*Auszug:*
Johanna Kootz

deutsche Soziologin und Feministin

Johanna Kootz (* 1942) ist eine deutsche Bibliothekarin und Soziologin. Sie war eine Wegbereiterin der Frauenforschung und -förderung an der Freien Universität Berlin. 2004 wurde sie für ihr Lebenswerk mit dem Margherita-von-Brentano-Preis ausgezeichnet.

Johanna Kootz absolvierte eine Ausbildung zur Bibliothekarin und studierte anschließend von 1965 bis 1971 Soziologie in München und Berlin. Ihre Diplomarbeit zusammen mit Gisela Steppke unter dem Titel Zur Frauenfrage im Kapitalismus wurde 1973 unter Mitarbeit der Germanistin Gisela Brandt im Suhrkamp Verlag veröffentlicht; bis 1987 folgten drei weitere Auflagen. Sie gilt als eine der ersten Studien zur Frauen- und Geschlechterforschung im deutschsprachigen Raum nach 1945[1] und laut Sabine Hark „als die erste deutschsprachige feministische Monografie, die im Radius der gerade entstehenden Schnittstelle zwischen Universität und Neuer Frauenbewegung geschrieben wurde“.[2]

Johanna Kootz ist Mutter eines Sohnes. Eine Eheschließung kam für sie in den 1970er Jahren nicht in Frage, weil damit nach ihrer Ansicht eine gesellschaftliche und individuelle Diskriminierung verbunden gewesen sei. „Ohne die Frauenbewegung“, die auch Alternativen zur herkömmlichen Ehe und Kleinfamilie aufgezeigt habe, so Kootz 1977 in einem Gespräch mit Spiegel-Redakteurin Ariane Barth, „hätte ich nicht den Mut gehabt, den Gedanken an ein Kind zu erwägen“.[3]

Seit den frühen siebziger Jahren war Johanna Kootz maßgeblich daran beteiligt, frauenrelevante Themen in Lehre und Forschung der FU einzubringen. Zu dieser Zeit waren die Möglichkeiten für Frauen Wissenschaft als Beruf ausüben können begrenzt[4][5] und es gab kaum deutschsprachige Veröffentlichungen, die sich mit der Gleichberechtigung von Frauen beschäftigten.[6] Ab Anfang der 1970er protestierten Studentinnen und Dozentinnen gegen die Unterrepräsentanz von Frauen in Forschung und Lehre und den Androzentrismus in der Wissenschaft. Die ersten Seminare für Frauenforschung – damals „Frauenseminare“ genannt – fanden an der Freien Universität Berlin in der Soziologie und Politologie statt. Zusammen mit den Soziologinnen Ulla Bock und Elisabeth Böhmer gehörte Johanna Kootz zur Planungsgruppe der Zentraleinrichtung zur Förderung von Frauenstudien und Frauenforschung an der Freien Universität Berlin (seit 2000: Zentraleinrichtung zur Förderung von Frauen- und Geschlechterforschung, ZEFG), nahezu zeitgleich mit den Aktivitäten an der Universität Bielefeld waren dies die ersten Einrichtungen in Westdeutschland, die „frauenspezifische Forschung“ (wie es damals hieß) und weiblichen wissenschaftlichen Nachwuchs förderten.[7] 1981 übernahm sie als wissenschaftliche Mitarbeiterin die Leitung des Zentrums für Frauenforschung.

*Datensätze:*
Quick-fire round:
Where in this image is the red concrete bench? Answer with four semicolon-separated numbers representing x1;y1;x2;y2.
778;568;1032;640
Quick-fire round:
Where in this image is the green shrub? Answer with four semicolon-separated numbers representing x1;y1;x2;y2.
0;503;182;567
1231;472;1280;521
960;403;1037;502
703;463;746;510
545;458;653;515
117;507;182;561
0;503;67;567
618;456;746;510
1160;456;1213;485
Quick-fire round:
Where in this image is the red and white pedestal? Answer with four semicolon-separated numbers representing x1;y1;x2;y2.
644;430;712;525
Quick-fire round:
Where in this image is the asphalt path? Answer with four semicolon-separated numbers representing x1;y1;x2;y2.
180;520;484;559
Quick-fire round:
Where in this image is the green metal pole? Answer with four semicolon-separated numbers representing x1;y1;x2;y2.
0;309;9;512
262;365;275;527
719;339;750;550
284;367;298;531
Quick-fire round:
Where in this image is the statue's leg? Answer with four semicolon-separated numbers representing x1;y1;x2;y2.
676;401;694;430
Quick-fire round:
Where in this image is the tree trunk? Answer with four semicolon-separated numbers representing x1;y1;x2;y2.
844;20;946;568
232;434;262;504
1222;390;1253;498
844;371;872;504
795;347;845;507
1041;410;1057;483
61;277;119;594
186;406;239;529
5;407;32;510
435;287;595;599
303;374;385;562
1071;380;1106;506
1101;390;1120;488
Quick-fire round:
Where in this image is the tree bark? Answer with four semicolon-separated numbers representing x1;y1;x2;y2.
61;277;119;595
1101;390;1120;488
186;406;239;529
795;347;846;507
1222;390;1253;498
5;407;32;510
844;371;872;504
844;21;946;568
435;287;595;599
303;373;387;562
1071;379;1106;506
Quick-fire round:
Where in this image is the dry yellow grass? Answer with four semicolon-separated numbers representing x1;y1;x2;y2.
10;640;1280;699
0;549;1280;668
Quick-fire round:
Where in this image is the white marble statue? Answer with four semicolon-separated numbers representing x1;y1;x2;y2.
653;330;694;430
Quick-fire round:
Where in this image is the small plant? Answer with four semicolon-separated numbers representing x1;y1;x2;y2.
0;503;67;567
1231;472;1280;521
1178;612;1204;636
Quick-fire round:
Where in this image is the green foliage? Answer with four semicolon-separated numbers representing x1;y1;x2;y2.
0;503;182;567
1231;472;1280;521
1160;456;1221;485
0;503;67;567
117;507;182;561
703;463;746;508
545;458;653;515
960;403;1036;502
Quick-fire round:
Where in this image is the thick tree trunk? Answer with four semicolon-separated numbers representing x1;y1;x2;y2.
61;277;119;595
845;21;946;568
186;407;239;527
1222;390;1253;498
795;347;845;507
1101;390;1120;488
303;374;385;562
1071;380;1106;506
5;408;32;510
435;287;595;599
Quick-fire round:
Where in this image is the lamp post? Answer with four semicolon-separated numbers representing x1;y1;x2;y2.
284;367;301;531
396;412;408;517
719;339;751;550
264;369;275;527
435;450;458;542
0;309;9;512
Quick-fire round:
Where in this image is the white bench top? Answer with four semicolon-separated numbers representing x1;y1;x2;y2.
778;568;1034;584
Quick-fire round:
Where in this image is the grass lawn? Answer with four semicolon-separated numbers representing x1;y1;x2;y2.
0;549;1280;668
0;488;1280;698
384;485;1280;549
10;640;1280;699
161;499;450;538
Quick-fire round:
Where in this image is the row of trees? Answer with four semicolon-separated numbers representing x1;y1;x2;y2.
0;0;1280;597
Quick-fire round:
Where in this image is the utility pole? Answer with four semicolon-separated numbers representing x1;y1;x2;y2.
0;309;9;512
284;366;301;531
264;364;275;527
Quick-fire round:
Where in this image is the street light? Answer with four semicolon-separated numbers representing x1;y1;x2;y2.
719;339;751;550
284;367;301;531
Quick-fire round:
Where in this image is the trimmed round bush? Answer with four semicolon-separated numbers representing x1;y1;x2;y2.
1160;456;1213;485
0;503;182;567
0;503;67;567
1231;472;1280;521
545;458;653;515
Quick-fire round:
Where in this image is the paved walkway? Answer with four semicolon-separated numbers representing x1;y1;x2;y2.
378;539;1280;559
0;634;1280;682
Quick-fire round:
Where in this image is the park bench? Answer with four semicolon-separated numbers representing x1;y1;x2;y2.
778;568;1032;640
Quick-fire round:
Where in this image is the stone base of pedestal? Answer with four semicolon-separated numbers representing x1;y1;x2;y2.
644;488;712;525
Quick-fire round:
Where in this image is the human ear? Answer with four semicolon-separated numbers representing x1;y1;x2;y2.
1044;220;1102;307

*Arbeitsauftrag:*
Entnimm dem Auszug über Johanna Kootz wörtlich die Stelle von „Johanna Kootz (*“ bis „dem Margherita-von-Brentano-Preis ausgezeichnet.“.

*Lösung:*
Johanna Kootz (* 1942) ist eine deutsche Bibliothekarin und Soziologin. Sie war eine Wegbereiterin der Frauenforschung und -förderung an der Freien Universität Berlin. 2004 wurde sie für ihr Lebenswerk mit dem Margherita-von-Brentano-Preis ausgezeichnet.